-------- Passage given

Executing McKenna’s peculiar vision of “evolutionary” southern food is chef de cuisine Tony Quartaro, late of Formento’s, where he was evolving red-sauce Italian with things like sweet potato cannoli, lardo-wrapped tuna with garlic foam, and deconstructed chicken Vesuvio. So it sort of makes sense that
McKenna would tap him to execute something like Wagyu steak tartare, lent fermented funk from house-made Carolina red pea miso and an extraordinarily crunchy texture from fried oysters battered in crushed saltines—an excellent dish but for the tomato water poured atop it at the table, which dilutes its deep flavors and only serves to break the dish up into clumps of wet, raw meat. A deviled crab salad, served on the half shell overturned into a pool of collard stem juice, suffers a similar if less saturated fate, absorbing the liquid with the help of more crumbled crackers. This place likes the dramatic pour-over.

----------------
-------- Supplied information

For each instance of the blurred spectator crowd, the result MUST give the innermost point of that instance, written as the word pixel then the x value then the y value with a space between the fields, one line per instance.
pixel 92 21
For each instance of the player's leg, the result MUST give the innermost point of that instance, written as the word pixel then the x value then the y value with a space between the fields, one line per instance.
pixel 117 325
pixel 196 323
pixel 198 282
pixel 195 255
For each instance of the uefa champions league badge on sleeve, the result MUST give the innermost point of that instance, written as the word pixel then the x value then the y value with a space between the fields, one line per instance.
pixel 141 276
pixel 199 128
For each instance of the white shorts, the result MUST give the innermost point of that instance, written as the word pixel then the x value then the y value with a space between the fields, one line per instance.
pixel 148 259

----------------

Do this >>
Proceed with the restaurant review of McKenna's southern menu, starting after its last sentence.

Answer to this exercise >>
The soba noodles aren’t an anomaly. There seems to be a penchant for Asian-southern inbreeding at Dixie. Tender slabs of charred Korean short ribs and sweet johnnycakes sandwich remoulade and a piquant collard kimchi, garnished with sweet pickled onion and benne seeds (what dewy-eyed southerners call sesame). It’s a busy dish that could stand to lose at least one ingredient (the remoulade). Roasted eggplant topped with uni and “benne” crackers in crab-infused cream comes off like a sweet, sesame-spiked stir-fry. Quartaro’s even dabbling in the cuisine of the Middle East, pairing roasted and pickled carrots with a gob of boiled-peanut hummus showered with chicory-coffee crumble—one of the more delicious experiments that calls only for some sort of delivery vehicle other than fork or spoon. And what would southern fusion be without the classic Country Captain, a dish with Indian roots: chicken in tomato sauce with but a whisper of curry, a base of Carolina Gold rice, with almonds and okra. It’s probably the most orthodox thing on the menu.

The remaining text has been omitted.